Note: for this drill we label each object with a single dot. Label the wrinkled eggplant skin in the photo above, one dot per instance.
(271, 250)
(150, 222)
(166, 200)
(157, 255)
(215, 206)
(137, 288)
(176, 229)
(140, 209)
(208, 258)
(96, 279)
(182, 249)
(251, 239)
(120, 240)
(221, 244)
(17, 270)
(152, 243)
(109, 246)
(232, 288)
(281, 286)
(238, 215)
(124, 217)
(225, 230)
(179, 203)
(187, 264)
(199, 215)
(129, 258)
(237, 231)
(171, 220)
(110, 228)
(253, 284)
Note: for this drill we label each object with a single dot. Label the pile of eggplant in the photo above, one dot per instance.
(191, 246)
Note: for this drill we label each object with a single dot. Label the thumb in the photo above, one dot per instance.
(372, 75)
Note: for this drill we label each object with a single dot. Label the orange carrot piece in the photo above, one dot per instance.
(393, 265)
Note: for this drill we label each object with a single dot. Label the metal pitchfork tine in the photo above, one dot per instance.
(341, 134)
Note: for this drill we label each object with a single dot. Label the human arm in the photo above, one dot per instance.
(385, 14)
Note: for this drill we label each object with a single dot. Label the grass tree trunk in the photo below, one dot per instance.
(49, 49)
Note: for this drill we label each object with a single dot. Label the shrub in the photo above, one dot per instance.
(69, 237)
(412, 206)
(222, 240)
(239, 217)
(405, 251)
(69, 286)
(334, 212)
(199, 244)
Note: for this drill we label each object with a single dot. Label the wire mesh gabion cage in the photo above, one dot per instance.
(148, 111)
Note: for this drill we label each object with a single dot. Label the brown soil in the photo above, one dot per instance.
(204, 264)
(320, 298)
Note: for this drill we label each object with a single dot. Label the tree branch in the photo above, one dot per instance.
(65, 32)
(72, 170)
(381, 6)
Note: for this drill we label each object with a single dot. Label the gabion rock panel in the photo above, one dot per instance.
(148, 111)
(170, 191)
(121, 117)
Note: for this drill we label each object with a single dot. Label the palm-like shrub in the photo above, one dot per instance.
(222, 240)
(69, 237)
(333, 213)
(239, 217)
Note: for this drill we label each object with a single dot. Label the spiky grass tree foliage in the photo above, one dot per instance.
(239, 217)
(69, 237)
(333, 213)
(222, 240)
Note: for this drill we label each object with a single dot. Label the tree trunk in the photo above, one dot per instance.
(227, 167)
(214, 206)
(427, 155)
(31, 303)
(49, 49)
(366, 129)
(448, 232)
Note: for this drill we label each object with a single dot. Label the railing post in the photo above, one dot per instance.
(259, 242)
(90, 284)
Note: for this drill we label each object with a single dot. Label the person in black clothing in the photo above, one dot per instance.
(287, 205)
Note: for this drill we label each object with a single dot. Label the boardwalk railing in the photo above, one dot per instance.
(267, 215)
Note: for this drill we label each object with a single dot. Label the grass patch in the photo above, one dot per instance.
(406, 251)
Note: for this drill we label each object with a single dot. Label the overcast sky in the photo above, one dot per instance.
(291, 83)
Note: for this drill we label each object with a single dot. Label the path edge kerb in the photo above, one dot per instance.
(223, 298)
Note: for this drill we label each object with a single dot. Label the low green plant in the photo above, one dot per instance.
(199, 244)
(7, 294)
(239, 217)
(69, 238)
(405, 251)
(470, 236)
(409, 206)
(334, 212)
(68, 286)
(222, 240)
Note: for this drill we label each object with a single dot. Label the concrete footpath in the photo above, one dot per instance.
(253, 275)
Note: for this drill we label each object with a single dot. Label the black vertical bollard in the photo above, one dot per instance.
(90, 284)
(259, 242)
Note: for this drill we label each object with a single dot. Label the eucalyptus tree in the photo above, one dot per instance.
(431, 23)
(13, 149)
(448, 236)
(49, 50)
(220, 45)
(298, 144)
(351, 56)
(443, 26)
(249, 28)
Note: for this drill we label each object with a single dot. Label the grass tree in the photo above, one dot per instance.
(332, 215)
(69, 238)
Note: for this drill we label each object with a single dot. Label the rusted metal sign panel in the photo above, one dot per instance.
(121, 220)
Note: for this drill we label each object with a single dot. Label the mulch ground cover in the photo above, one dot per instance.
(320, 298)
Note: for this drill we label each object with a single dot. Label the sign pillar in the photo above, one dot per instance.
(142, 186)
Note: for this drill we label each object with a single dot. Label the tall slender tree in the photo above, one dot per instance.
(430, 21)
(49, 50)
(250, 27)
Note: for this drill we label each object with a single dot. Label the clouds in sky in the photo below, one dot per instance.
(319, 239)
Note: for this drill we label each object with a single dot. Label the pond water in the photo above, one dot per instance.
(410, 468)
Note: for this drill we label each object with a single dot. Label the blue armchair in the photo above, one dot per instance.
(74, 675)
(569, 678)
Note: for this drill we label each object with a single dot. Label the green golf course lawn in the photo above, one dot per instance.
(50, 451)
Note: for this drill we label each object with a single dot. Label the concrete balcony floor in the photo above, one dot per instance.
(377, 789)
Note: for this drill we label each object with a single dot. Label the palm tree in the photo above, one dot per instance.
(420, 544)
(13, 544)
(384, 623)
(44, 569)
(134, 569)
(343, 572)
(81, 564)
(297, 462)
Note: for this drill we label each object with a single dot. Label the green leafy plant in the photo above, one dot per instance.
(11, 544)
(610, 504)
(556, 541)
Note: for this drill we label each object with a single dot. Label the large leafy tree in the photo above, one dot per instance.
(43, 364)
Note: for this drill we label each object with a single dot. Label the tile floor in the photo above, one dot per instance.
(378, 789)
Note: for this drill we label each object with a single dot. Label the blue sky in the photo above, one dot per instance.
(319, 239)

*Aim*.
Quote every entry exactly.

*Task answer*.
Note: for this drill we label each object with a single dot. Label the wrinkled eggplant skin in the photo above, one dot per instance.
(271, 250)
(150, 222)
(166, 200)
(157, 255)
(215, 206)
(137, 288)
(176, 229)
(140, 209)
(208, 258)
(96, 279)
(182, 249)
(251, 239)
(120, 240)
(221, 244)
(17, 270)
(152, 243)
(109, 246)
(232, 288)
(281, 286)
(238, 215)
(124, 217)
(225, 230)
(179, 203)
(187, 264)
(199, 215)
(129, 258)
(237, 231)
(171, 220)
(110, 228)
(253, 284)
Note: for this drill we label each object with a single dot. Label the pile of eggplant in the photo above, one dot per instance.
(191, 246)
Note: for this drill we label each object with a single dot. Label the thumb in the photo above, one dot per instance.
(372, 75)
Note: for this drill we label each object with a single dot. Label the orange carrot piece in the photo above, one dot per instance.
(393, 265)
Note: for this drill we label each object with a single dot. Label the metal pitchfork tine in the photo above, one dot per instance.
(341, 134)
Note: for this drill we label each object with a single dot. Label the human arm in the photo above, one dot per instance.
(385, 14)
Note: for this drill we label each object with a single dot. Label the grass tree trunk in the photo below, one dot per instance.
(49, 49)
Note: for this drill we label each object with a single dot. Label the shrub in the photo above, one dot per instance.
(69, 237)
(412, 206)
(222, 240)
(239, 217)
(405, 251)
(69, 286)
(334, 212)
(199, 244)
Note: for this drill we label each object with a single dot. Label the wire mesh gabion cage in the photo above, one dot per instance.
(148, 111)
Note: for this drill we label each object with a single dot. Label the brown soil in the photo above, one dot per instance.
(204, 264)
(320, 298)
Note: for this drill we label each object with a single dot. Label the tree branch in the photo above, one dot per instance.
(65, 32)
(72, 170)
(381, 6)
Note: for this drill we label each object with a single dot. Label the gabion rock panel in the photo above, one dot per instance.
(148, 111)
(170, 191)
(121, 117)
Note: for this drill we label each object with a single dot. Label the palm-like shrub in the photo above, one dot per instance.
(222, 240)
(69, 237)
(333, 213)
(239, 217)
Note: for this drill we label each object with a single dot. Label the spiky grass tree foliage in the photo above, one dot per instance.
(239, 217)
(69, 237)
(333, 213)
(222, 240)
Note: for this drill we label each object with a single dot. Label the tree trunk in the photo above, one dot per instance.
(227, 167)
(214, 206)
(427, 155)
(31, 303)
(49, 49)
(366, 129)
(448, 232)
Note: for this drill we label each object with a single dot. Label the railing post in the photo above, one dot per instance.
(259, 242)
(90, 284)
Note: for this drill we label each object with a single dot. Label the person in black clothing in the photo above, one dot per instance.
(287, 205)
Note: for this drill we label each object with a single dot. Label the boardwalk railing in the photo above, one dot per instance.
(267, 215)
Note: for this drill we label each object with a single dot. Label the grass patch in the photo above, one dot per instance.
(406, 251)
Note: for this drill we label each object with a single dot. Label the overcast sky in the photo above, one dot per instance.
(291, 83)
Note: for this drill we label each object with a single dot. Label the path edge kerb in the photo above, one dot per instance.
(223, 298)
Note: for this drill we label each object with a single dot. Label the low green plant in the photo above, one dot per instance.
(199, 244)
(7, 294)
(239, 217)
(69, 238)
(405, 251)
(470, 236)
(409, 206)
(334, 212)
(68, 286)
(222, 240)
Note: for this drill we label each object with a single dot. Label the concrete footpath in the photo above, one dot per instance.
(253, 275)
Note: for this drill we label each object with a single dot. Label the black vertical bollard in the photo above, one dot per instance.
(90, 284)
(259, 242)
Note: for this drill we label each object with a single dot. Label the eucalyptus tree in the photo above, one dot per instance.
(431, 23)
(13, 149)
(448, 236)
(49, 50)
(220, 45)
(298, 144)
(351, 56)
(443, 26)
(249, 28)
Note: for this drill we label each object with a single dot. Label the grass tree in the photo above, one dot per instance.
(332, 215)
(69, 238)
Note: for this drill we label each object with a single dot. Label the rusted metal sign panel in the photo above, one dot per instance.
(121, 220)
Note: for this drill we label each object with a single dot. Label the mulch ground cover in the photo above, one dot per instance.
(320, 298)
Note: for this drill we label each object with a single dot. Label the sign pillar in the photo above, one dot per instance.
(142, 186)
Note: for this drill we label each object with a single dot. Label the tall slender tree in the photo above, one dot per instance.
(430, 21)
(49, 50)
(250, 27)
Note: for this drill we label each object with a single dot. Label the clouds in sky in the photo below, one dot per instance.
(319, 239)
Note: for this drill we label each object with a single dot. Label the pond water in the photo above, one dot per instance.
(410, 468)
Note: for this drill we label each object with a single dot. Label the blue armchair in the photo above, one dot per instance.
(74, 675)
(569, 678)
Note: for this drill we label each object with a single dot. Label the green golf course lawn in the photo above, one dot per instance.
(50, 451)
Note: for this drill we label each object with a single dot. Label the concrete balcony floor in the photo above, one dot per instance.
(377, 789)
Note: for this drill we label each object with a single dot. Label the palm tree in the photo above, one dot per instance.
(420, 544)
(13, 544)
(384, 623)
(44, 569)
(134, 569)
(343, 572)
(81, 564)
(297, 462)
Note: for this drill we label each object with a single dot. Label the green leafy plant in the photo above, one dot per instance.
(11, 544)
(610, 504)
(556, 541)
Note: for this drill we label each object with a single dot. Label the large leafy tree in the photo above, one dot per instance.
(43, 364)
Note: for this drill we label each object with a single dot. Label the tile floor in the photo above, one dot per instance.
(378, 789)
Note: for this drill we label each object with a single dot. Label the blue sky in the photo above, one dot per instance.
(319, 239)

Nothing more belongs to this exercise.